The differences between Ch and Ch-DES were also noticed in the 3000–3500 cm⁻¹ region, which corresponds mainly to the vibrations of –NH₂ and –OH. The bands observed in the Ch spectrum are in the spectrum of Ch-DES shifted into the higher frequencies. That indicated the changes in the hydrogen bonding after adding the ChCl–CA mixture to chitosan. It can be assumed that some H-bonds in chitosan are destroyed, but new ones between Ch, ChCl, and CA are formed.

In turn, there are no distinct differences between the Ch-DES and Ch–DES–A3 spectra. It is probably due to the low amount of adenine added concerning the amounts of other film components. Only slight shifting of some bands' positions can be noted. Thus, it can be assumed that in the applied preparation condition, the only interaction between adenine and other film constituents is the hydrogen bonding between –NH₂ groups of A and –NH₂/–OH groups of chitosan. It should also be mentioned that N atoms in the adenine ring structure, based on the calculated Mulliken partial charges⁴⁶, can also act as H-bonds acceptors.

Surface structure

AFM images show essential information about surface characteristics, including 3D topography images and quantitative data analysis (surface roughness, grain size, step height, etc.). At the same time, SEM imaging gives general specimen property information (compositional microstructure, topography, shape, etc.). Figure 2 represents three-dimensional and phase AMF images of neat and ChCl-CA modified chitosan-films with different adenine content. Simultaneously, the surface roughness parameters (Ra and Rq) are given. The SEM surface and cross-section images of these same materials are shown in Fig. 3.
•••
- Task details: Rewrite the chitosan film passage starting with "In turn, there" and going on through "as H-bonds acceptors.", substituting "minor" for "slight". The items play no part in this.
•••
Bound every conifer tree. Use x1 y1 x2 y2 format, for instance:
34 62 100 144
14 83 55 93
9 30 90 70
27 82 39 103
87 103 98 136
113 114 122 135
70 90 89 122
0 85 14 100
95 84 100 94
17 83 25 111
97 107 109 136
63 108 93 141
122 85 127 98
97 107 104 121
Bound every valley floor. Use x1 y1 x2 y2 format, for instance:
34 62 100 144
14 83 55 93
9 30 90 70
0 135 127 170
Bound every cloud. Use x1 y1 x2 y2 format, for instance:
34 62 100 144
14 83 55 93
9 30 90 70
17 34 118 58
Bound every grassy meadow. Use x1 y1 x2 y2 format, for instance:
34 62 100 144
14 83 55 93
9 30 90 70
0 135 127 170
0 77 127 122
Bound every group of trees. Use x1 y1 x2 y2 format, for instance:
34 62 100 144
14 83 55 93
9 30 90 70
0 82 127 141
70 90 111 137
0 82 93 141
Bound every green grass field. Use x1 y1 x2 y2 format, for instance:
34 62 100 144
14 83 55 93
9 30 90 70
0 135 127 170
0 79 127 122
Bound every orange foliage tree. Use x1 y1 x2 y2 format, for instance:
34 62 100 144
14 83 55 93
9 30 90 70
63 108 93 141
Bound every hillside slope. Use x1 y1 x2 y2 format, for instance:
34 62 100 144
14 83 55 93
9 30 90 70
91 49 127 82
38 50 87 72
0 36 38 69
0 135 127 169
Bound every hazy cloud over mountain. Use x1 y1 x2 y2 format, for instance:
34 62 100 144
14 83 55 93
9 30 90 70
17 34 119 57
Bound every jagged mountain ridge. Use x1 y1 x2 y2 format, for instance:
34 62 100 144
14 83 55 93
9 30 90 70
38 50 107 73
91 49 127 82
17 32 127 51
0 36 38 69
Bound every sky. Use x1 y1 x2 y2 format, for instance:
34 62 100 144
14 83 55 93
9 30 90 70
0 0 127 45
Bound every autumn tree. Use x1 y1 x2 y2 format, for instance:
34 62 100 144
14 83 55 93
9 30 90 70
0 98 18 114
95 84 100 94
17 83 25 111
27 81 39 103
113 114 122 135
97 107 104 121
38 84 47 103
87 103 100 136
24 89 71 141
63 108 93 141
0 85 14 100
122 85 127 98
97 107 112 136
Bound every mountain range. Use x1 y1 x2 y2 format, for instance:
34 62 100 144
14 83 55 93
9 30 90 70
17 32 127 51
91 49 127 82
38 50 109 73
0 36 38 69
•••
- Answer below:
In turn, there are no distinct differences between the Ch-DES and Ch–DES–A3 spectra. It is probably due to the low amount of adenine added concerning the amounts of other film components. Only minor shifting of some bands' positions can be noted. Thus, it can be assumed that in the applied preparation condition, the only interaction between adenine and other film constituents is the hydrogen bonding between –NH₂ groups of A and –NH₂/–OH groups of chitosan. It should also be mentioned that N atoms in the adenine ring structure, based on the calculated Mulliken partial charges⁴⁶, can also act as H-bonds acceptors.